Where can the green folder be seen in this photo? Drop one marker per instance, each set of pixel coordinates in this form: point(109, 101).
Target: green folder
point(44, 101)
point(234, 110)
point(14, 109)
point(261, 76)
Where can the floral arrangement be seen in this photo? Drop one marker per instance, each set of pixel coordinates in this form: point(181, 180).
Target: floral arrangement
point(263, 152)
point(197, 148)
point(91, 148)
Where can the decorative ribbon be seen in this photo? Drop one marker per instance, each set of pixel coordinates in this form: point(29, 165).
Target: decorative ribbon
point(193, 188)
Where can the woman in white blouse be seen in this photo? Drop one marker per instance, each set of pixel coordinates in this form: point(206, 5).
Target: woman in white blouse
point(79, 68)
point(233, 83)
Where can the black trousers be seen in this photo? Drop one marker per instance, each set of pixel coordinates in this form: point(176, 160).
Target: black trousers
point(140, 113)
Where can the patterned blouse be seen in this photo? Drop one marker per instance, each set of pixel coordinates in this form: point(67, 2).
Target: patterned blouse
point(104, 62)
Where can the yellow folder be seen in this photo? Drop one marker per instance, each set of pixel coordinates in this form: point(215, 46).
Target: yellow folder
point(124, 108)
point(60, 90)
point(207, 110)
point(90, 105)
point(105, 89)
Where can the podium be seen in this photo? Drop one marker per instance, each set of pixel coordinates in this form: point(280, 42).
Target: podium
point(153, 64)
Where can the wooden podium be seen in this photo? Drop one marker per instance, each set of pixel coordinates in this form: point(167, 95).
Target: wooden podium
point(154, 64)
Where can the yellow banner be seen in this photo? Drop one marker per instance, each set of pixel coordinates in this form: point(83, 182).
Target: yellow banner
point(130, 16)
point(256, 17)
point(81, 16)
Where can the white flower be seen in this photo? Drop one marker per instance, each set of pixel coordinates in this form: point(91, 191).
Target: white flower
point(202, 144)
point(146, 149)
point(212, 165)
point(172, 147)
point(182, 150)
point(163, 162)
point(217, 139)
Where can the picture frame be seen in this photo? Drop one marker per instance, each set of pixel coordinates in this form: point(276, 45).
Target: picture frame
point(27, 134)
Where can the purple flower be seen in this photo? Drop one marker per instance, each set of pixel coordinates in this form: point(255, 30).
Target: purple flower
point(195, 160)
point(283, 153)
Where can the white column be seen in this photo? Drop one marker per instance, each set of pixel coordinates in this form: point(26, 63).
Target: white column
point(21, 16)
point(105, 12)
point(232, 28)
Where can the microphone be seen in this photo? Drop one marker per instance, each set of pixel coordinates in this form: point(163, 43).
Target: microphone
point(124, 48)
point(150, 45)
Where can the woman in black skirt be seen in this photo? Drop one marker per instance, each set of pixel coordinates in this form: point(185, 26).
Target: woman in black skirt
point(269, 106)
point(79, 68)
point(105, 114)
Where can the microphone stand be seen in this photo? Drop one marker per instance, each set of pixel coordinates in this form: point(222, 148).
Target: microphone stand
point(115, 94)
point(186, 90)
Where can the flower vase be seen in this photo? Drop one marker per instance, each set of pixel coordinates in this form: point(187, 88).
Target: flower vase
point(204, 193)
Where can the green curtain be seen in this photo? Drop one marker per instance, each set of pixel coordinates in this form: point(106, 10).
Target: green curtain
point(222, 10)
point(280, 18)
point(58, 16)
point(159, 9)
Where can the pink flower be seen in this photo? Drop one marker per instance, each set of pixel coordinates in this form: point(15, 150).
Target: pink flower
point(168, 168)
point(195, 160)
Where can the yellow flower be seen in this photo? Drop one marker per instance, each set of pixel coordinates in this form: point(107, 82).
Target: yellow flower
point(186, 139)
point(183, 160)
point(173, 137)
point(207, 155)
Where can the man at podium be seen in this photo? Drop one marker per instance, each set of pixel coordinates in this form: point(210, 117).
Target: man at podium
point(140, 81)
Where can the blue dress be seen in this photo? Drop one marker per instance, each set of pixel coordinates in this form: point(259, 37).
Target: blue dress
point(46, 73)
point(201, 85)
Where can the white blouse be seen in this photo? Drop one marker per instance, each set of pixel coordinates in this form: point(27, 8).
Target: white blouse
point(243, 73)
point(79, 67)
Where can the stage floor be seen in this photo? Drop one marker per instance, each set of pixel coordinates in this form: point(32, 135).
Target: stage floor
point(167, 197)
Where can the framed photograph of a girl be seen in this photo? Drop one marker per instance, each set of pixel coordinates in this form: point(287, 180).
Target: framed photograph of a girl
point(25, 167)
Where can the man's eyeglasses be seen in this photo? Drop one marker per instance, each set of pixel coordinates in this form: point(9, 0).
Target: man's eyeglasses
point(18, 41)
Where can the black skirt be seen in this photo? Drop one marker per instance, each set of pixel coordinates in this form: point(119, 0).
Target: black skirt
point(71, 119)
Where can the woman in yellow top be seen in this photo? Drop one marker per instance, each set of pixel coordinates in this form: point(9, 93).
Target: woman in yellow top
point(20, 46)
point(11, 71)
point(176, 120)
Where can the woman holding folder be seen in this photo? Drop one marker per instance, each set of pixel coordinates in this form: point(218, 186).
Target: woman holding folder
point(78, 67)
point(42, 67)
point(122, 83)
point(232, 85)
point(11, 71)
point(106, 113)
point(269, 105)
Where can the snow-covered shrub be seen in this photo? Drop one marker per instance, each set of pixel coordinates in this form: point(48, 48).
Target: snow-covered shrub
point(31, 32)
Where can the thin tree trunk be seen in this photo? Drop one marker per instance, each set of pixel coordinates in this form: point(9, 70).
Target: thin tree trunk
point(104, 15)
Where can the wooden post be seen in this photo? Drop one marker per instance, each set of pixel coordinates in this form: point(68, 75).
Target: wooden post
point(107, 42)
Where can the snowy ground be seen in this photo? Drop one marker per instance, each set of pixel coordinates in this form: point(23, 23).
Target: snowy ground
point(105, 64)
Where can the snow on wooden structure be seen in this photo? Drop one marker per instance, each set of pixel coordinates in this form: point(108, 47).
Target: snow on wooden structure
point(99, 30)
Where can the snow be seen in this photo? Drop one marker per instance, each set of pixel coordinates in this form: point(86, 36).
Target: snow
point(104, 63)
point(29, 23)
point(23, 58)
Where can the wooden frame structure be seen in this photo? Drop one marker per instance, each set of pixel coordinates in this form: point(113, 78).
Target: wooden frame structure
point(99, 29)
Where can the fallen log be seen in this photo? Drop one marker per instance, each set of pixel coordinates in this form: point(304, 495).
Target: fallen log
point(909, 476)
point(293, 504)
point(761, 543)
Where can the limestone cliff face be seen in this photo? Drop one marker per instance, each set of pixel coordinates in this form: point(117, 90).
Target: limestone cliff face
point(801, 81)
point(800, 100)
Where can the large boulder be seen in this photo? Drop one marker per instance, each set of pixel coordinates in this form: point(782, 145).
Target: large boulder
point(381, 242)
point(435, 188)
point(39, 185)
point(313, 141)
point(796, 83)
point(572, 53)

• _What you will do_
Rewrite all of the data above, replacing every "marker" with "pin" and leaving everything else unchanged.

• _Task answer_
Where can the green folder be seen in this photo? Drop one pin per instance, each set of pixel coordinates in this form: point(109, 101).
Target: green folder
point(44, 101)
point(234, 110)
point(14, 109)
point(261, 76)
Where can the floral arrangement be seen in this photo? Drop one pin per instance, each set of pixel coordinates in this form: point(181, 180).
Target: floral arrangement
point(263, 152)
point(197, 148)
point(91, 148)
Where can the decorative ribbon be seen in this photo? Drop one pin per instance, each set of pixel coordinates in this form: point(29, 165).
Target: decorative ribbon
point(193, 188)
Where can the woman in white blouse be seen in this photo? Drop one pin per instance, each set of pixel coordinates in this form: point(206, 5).
Target: woman in white blouse
point(79, 68)
point(233, 83)
Where can the black trousers be seen in this photo? Drop one pin per instance, each set of pixel coordinates in this form: point(176, 160).
Target: black trousers
point(140, 113)
Where can the patterned blouse be seen in this photo? Drop one pin per instance, each set of pixel coordinates in this form: point(67, 2).
Target: patterned blouse
point(104, 62)
Where can the yellow folder be seen in this photo? Drop one pin per instance, each set of pixel coordinates in this form: point(215, 46).
Target: yellow folder
point(124, 108)
point(60, 90)
point(207, 110)
point(90, 105)
point(105, 89)
Where can the podium be seen in this photo? Drop one pin per instance, each set of pixel coordinates in this form: point(280, 42).
Target: podium
point(153, 64)
Where can the wooden podium be seen in this photo? Drop one pin per instance, each set of pixel coordinates in this form: point(167, 95).
Target: wooden podium
point(154, 64)
Where can the yellow banner be seen in this photo? Drop one pin per instance, each set of pixel coordinates in this form: point(83, 182).
Target: yellow banner
point(130, 16)
point(256, 17)
point(81, 16)
Where can the white flower be seen in this photo? Drop one pin per instance, each set of pixel coordinates in this form: point(91, 191).
Target: white flower
point(202, 144)
point(146, 149)
point(212, 165)
point(172, 147)
point(182, 150)
point(163, 162)
point(217, 139)
Where can the picture frame be seen in this photo? Drop one pin per instance, each set of pixel coordinates in this form: point(276, 45).
Target: picture frame
point(27, 134)
Where can the purple flower be seen in this photo? Drop one pin per instance, each set of pixel coordinates in this form: point(255, 30).
Target: purple flower
point(195, 160)
point(283, 153)
Where can the white column be seen in this photo? Drop one pin per instance, each set of pixel coordinates in this form: point(26, 63).
Target: white column
point(21, 16)
point(105, 12)
point(232, 28)
Where can the microphone be seen in this photo? Drop one pin per instance, each set of pixel coordinates in this form: point(163, 43).
Target: microphone
point(124, 48)
point(150, 45)
Where can the woman in black skirt be seen in this photo? Drop one pin per instance, each set of pixel coordinates in this form: point(185, 26).
Target: woman in black skirt
point(269, 106)
point(79, 68)
point(105, 114)
Where can the microphone stand be seen in this photo? Drop one pin per instance, each set of pixel coordinates in this form: point(222, 148).
Target: microphone stand
point(115, 94)
point(186, 90)
Where can the flower vase be seen in this photo? Drop one pin per instance, each set of pixel coordinates in this form: point(187, 88).
Target: flower vase
point(204, 193)
Where can the green curtain be seen in this photo? Drop one pin per instance, each set of pixel coordinates in this form: point(106, 10).
Target: green curtain
point(222, 10)
point(280, 18)
point(58, 16)
point(159, 9)
Where can the pink flower be seen in this photo? Drop one pin per instance, each set of pixel coordinates in this form: point(15, 150).
Target: pink flower
point(168, 168)
point(195, 160)
Where can the yellow flower be seen in this photo? Drop one pin per instance, each set of pixel coordinates in this form: point(107, 82).
Target: yellow flower
point(186, 139)
point(183, 160)
point(173, 137)
point(207, 155)
Where can the man at podium be seen in this photo? Drop one pin per instance, each set of pixel coordinates in this form: point(210, 117).
Target: man at podium
point(140, 81)
Where can the blue dress be seen in this photo? Drop one pin per instance, each set of pixel coordinates in this form: point(259, 37).
Target: blue dress
point(46, 73)
point(201, 85)
Where can the white blouse be seen in this photo? Drop one pin per instance, each set of pixel coordinates in this form: point(27, 8).
Target: white blouse
point(243, 73)
point(79, 67)
Where can the stage floor be seen in this photo? Drop one pin per instance, each set of pixel coordinates in this form: point(32, 135).
Target: stage floor
point(167, 197)
Where can the framed photograph of a girl be seen in this photo? Drop one pin per instance, each set of pixel coordinates in this form: point(287, 180).
Target: framed photograph of a girl
point(25, 167)
Where can the man's eyeglasses be seen in this photo? Drop one pin per instance, each set of pixel coordinates in this form: point(9, 0).
Target: man's eyeglasses
point(18, 41)
Where can the black skirt be seen in this photo? Drop one pin per instance, each set of pixel coordinates in this form: point(119, 0).
Target: black skirt
point(71, 119)
Where can the woman in yellow top be seen in this photo? Drop one pin per instance, each set of pixel coordinates in this form: point(9, 93).
Target: woman in yellow top
point(20, 46)
point(11, 71)
point(176, 120)
Where can the woman holding folder be seen in this photo? Drop one pin per instance, each set of pixel coordinates in this form: point(218, 186).
Target: woman holding folder
point(78, 67)
point(42, 67)
point(122, 83)
point(232, 85)
point(11, 71)
point(106, 113)
point(269, 105)
Where can the snow-covered shrub be seen in this photo? Drop one pin per instance, each set of pixel coordinates in this form: point(48, 48).
Target: snow-covered shrub
point(31, 32)
Where can the thin tree trunk be seen in this photo? Drop one pin per instance, each set of pixel coordinates in this form: point(9, 70).
Target: thin tree trunk
point(104, 15)
Where can the wooden post be seen in this photo? Drop one pin per instance, each set of pixel coordinates in this form: point(68, 75).
Target: wooden post
point(107, 42)
Where can the snowy ground be seen in this photo? Drop one pin per instance, each set of pixel coordinates in this form: point(23, 23).
Target: snowy ground
point(105, 64)
Where can the snow on wooden structure be seen in this photo? Drop one pin per instance, each set of pixel coordinates in this form: point(108, 47).
Target: snow on wooden structure
point(99, 30)
Where can the snow be seen in this photo? Drop one pin per instance, each set of pixel coordinates in this form: point(86, 36).
Target: snow
point(104, 63)
point(29, 23)
point(23, 58)
Where can the wooden frame structure be seen in this photo? Drop one pin per instance, each set of pixel coordinates in this form: point(113, 78).
Target: wooden frame structure
point(99, 29)
Where can the fallen log be seen in this photo? Drop one pin per instance, each set of pixel coordinates in this form: point(304, 495).
Target: fallen log
point(909, 476)
point(293, 504)
point(761, 543)
Where can the limestone cliff face be seen in this photo? Drop one pin per instance, each set of pixel coordinates in this form: point(117, 90).
Target: limestone cliff face
point(801, 81)
point(800, 100)
Where can the large boulder be seen in this photo? Drop one pin per instance, each set of pixel coordinates in this form: point(782, 145).
Target: large boulder
point(381, 242)
point(435, 188)
point(39, 185)
point(313, 141)
point(796, 83)
point(572, 53)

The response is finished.